WHAT YOU ARE ASKED TO DO →
Return every line of the records below verbatim, from the first to the last.

---

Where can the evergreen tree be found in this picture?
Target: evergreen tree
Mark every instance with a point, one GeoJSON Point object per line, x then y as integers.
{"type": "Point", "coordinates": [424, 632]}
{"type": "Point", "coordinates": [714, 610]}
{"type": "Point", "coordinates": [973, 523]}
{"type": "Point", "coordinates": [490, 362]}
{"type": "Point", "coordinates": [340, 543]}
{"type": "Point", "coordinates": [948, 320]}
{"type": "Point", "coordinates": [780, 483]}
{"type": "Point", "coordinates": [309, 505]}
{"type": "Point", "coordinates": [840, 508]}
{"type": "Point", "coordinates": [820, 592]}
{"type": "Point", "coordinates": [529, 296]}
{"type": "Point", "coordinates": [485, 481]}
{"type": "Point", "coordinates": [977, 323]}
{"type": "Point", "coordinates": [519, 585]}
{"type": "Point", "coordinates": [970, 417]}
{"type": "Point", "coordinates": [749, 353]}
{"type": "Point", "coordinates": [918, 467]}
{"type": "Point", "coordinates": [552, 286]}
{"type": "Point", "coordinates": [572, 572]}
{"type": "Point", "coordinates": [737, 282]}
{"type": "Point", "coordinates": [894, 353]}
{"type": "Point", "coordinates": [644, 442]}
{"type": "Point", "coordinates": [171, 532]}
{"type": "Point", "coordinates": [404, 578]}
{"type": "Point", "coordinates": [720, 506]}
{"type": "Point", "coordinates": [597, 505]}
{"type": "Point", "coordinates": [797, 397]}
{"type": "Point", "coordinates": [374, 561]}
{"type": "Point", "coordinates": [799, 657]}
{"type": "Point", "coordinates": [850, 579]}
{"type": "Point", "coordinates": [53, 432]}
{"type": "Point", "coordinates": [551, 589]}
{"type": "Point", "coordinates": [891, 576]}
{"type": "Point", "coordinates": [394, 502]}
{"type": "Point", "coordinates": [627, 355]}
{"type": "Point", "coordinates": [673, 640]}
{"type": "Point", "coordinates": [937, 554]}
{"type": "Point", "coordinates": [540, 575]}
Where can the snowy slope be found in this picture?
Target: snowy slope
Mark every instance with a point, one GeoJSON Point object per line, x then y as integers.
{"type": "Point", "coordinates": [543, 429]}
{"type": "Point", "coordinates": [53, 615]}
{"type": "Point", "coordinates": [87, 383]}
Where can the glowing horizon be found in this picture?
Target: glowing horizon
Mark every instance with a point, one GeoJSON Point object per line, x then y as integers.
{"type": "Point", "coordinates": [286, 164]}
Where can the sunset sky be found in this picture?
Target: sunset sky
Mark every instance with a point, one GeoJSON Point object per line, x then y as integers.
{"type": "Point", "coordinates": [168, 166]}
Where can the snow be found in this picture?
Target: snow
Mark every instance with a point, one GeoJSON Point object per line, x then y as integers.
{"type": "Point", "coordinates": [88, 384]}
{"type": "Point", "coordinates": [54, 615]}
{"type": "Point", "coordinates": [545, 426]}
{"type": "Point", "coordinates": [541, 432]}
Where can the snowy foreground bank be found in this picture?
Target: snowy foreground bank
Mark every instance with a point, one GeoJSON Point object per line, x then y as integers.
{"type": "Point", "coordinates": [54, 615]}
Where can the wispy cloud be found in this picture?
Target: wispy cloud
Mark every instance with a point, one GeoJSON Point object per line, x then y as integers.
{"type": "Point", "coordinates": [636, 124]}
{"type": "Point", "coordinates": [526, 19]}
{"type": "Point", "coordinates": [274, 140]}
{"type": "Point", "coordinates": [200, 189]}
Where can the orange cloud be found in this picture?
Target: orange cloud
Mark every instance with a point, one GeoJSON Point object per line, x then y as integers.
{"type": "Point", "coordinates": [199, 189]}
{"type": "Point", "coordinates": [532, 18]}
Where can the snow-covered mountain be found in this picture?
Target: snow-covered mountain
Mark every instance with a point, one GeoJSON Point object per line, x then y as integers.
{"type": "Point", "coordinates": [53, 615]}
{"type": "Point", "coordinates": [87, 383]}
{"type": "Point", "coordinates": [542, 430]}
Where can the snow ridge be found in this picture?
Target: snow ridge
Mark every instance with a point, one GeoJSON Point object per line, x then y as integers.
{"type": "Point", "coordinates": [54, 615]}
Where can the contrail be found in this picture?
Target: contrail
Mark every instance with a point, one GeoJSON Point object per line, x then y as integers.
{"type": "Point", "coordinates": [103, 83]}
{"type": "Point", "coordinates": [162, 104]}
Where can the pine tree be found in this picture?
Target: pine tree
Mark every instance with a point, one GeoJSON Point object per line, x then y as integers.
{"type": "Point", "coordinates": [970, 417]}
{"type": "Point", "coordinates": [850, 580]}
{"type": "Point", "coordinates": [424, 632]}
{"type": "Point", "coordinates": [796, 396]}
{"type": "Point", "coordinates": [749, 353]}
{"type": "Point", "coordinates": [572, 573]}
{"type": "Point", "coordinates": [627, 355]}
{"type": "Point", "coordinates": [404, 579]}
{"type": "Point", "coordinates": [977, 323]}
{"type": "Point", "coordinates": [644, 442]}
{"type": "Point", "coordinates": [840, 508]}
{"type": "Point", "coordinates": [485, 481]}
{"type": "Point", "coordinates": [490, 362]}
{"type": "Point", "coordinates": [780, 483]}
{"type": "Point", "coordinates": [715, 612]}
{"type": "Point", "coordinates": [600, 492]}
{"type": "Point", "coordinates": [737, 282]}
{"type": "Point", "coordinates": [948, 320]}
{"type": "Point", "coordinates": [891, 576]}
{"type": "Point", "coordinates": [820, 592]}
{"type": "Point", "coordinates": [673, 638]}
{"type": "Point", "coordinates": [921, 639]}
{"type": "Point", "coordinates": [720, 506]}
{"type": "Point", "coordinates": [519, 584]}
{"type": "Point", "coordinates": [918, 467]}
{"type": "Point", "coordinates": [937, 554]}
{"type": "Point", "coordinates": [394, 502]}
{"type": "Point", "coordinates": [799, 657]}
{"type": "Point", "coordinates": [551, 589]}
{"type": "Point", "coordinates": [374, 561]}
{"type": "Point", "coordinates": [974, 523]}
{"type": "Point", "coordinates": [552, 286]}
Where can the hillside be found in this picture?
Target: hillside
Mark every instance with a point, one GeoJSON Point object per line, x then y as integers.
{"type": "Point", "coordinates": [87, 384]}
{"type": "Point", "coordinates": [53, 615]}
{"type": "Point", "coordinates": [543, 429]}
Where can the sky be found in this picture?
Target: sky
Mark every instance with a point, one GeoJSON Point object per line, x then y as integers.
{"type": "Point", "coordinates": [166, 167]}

---

THE OUTPUT →
Where can the evergreen tree be found in this picture?
Target: evergreen tree
Mark every instance with a point, one GeoJSON Point object per line, x then y as integers.
{"type": "Point", "coordinates": [424, 632]}
{"type": "Point", "coordinates": [714, 610]}
{"type": "Point", "coordinates": [973, 523]}
{"type": "Point", "coordinates": [490, 362]}
{"type": "Point", "coordinates": [340, 543]}
{"type": "Point", "coordinates": [948, 320]}
{"type": "Point", "coordinates": [780, 483]}
{"type": "Point", "coordinates": [309, 505]}
{"type": "Point", "coordinates": [840, 508]}
{"type": "Point", "coordinates": [820, 592]}
{"type": "Point", "coordinates": [529, 296]}
{"type": "Point", "coordinates": [485, 481]}
{"type": "Point", "coordinates": [977, 323]}
{"type": "Point", "coordinates": [519, 585]}
{"type": "Point", "coordinates": [970, 417]}
{"type": "Point", "coordinates": [749, 353]}
{"type": "Point", "coordinates": [918, 467]}
{"type": "Point", "coordinates": [552, 286]}
{"type": "Point", "coordinates": [572, 572]}
{"type": "Point", "coordinates": [737, 282]}
{"type": "Point", "coordinates": [894, 353]}
{"type": "Point", "coordinates": [644, 442]}
{"type": "Point", "coordinates": [171, 532]}
{"type": "Point", "coordinates": [404, 578]}
{"type": "Point", "coordinates": [720, 506]}
{"type": "Point", "coordinates": [597, 505]}
{"type": "Point", "coordinates": [797, 397]}
{"type": "Point", "coordinates": [374, 561]}
{"type": "Point", "coordinates": [799, 657]}
{"type": "Point", "coordinates": [850, 579]}
{"type": "Point", "coordinates": [53, 432]}
{"type": "Point", "coordinates": [551, 589]}
{"type": "Point", "coordinates": [891, 576]}
{"type": "Point", "coordinates": [394, 502]}
{"type": "Point", "coordinates": [627, 355]}
{"type": "Point", "coordinates": [673, 640]}
{"type": "Point", "coordinates": [937, 554]}
{"type": "Point", "coordinates": [540, 575]}
Where can the snowy slope be found in this picture?
Target: snowy slope
Mark every instance with a point, one GeoJSON Point object per line, x then y as integers.
{"type": "Point", "coordinates": [543, 429]}
{"type": "Point", "coordinates": [53, 615]}
{"type": "Point", "coordinates": [87, 383]}
Where can the glowing horizon be found in this picture?
Target: glowing horizon
Mark every instance with a point, one GeoJSON Point object per line, x then y as integers.
{"type": "Point", "coordinates": [286, 164]}
Where can the sunset sky be found in this picture?
Target: sunset sky
Mark every instance with a point, one GeoJSON Point object per line, x then y as integers.
{"type": "Point", "coordinates": [168, 166]}
Where can the snow be found in this picture?
Target: snow
Mark every instance with a point, one GeoJSON Point object per line, x then y as integers.
{"type": "Point", "coordinates": [88, 384]}
{"type": "Point", "coordinates": [54, 615]}
{"type": "Point", "coordinates": [545, 426]}
{"type": "Point", "coordinates": [541, 432]}
Where can the snowy foreground bank be found in this picture?
Target: snowy foreground bank
Mark every instance with a point, one GeoJSON Point object per line, x then y as integers.
{"type": "Point", "coordinates": [54, 615]}
Where can the wispy cloud be found in this picture?
Target: wispy cloud
Mark every instance with a point, one GeoJSON Point object per line, x then y as integers.
{"type": "Point", "coordinates": [636, 124]}
{"type": "Point", "coordinates": [526, 19]}
{"type": "Point", "coordinates": [274, 140]}
{"type": "Point", "coordinates": [200, 189]}
Where can the orange cloud be found in this picture?
Target: orange cloud
Mark every instance with a point, one GeoJSON Point object per line, x then y as integers.
{"type": "Point", "coordinates": [199, 189]}
{"type": "Point", "coordinates": [532, 18]}
Where can the snow-covered mountain be found in this picture?
Target: snow-covered mountain
Mark every instance with a point, one GeoJSON Point object per line, x then y as integers.
{"type": "Point", "coordinates": [53, 615]}
{"type": "Point", "coordinates": [87, 383]}
{"type": "Point", "coordinates": [542, 430]}
Where can the snow ridge be found in this picture?
Target: snow ridge
Mark every instance with a point, one GeoJSON Point object per line, x then y as integers.
{"type": "Point", "coordinates": [54, 615]}
Where can the contrail be found in this picture?
Target: contrail
Mark every instance with a point, one GeoJSON Point object per line, x then y as integers.
{"type": "Point", "coordinates": [103, 83]}
{"type": "Point", "coordinates": [162, 104]}
Where can the pine tree be found in this picture?
Target: pine tree
Mark every instance with a point, one GeoJSON Point object per line, x then y as integers.
{"type": "Point", "coordinates": [970, 417]}
{"type": "Point", "coordinates": [850, 580]}
{"type": "Point", "coordinates": [424, 632]}
{"type": "Point", "coordinates": [796, 396]}
{"type": "Point", "coordinates": [749, 353]}
{"type": "Point", "coordinates": [572, 573]}
{"type": "Point", "coordinates": [627, 355]}
{"type": "Point", "coordinates": [404, 579]}
{"type": "Point", "coordinates": [977, 323]}
{"type": "Point", "coordinates": [644, 442]}
{"type": "Point", "coordinates": [840, 508]}
{"type": "Point", "coordinates": [485, 481]}
{"type": "Point", "coordinates": [490, 362]}
{"type": "Point", "coordinates": [780, 483]}
{"type": "Point", "coordinates": [715, 612]}
{"type": "Point", "coordinates": [600, 492]}
{"type": "Point", "coordinates": [737, 282]}
{"type": "Point", "coordinates": [948, 320]}
{"type": "Point", "coordinates": [891, 576]}
{"type": "Point", "coordinates": [820, 592]}
{"type": "Point", "coordinates": [673, 638]}
{"type": "Point", "coordinates": [921, 639]}
{"type": "Point", "coordinates": [720, 506]}
{"type": "Point", "coordinates": [519, 584]}
{"type": "Point", "coordinates": [918, 467]}
{"type": "Point", "coordinates": [937, 554]}
{"type": "Point", "coordinates": [394, 502]}
{"type": "Point", "coordinates": [799, 657]}
{"type": "Point", "coordinates": [551, 589]}
{"type": "Point", "coordinates": [374, 561]}
{"type": "Point", "coordinates": [974, 523]}
{"type": "Point", "coordinates": [552, 286]}
Where can the hillside be found in this picture?
Target: hillside
Mark every instance with a point, one GeoJSON Point object per line, x then y as integers.
{"type": "Point", "coordinates": [87, 384]}
{"type": "Point", "coordinates": [53, 615]}
{"type": "Point", "coordinates": [543, 429]}
Where can the sky be found in this picture?
Target: sky
Mark every instance with a point, one GeoJSON Point object per line, x then y as integers.
{"type": "Point", "coordinates": [166, 167]}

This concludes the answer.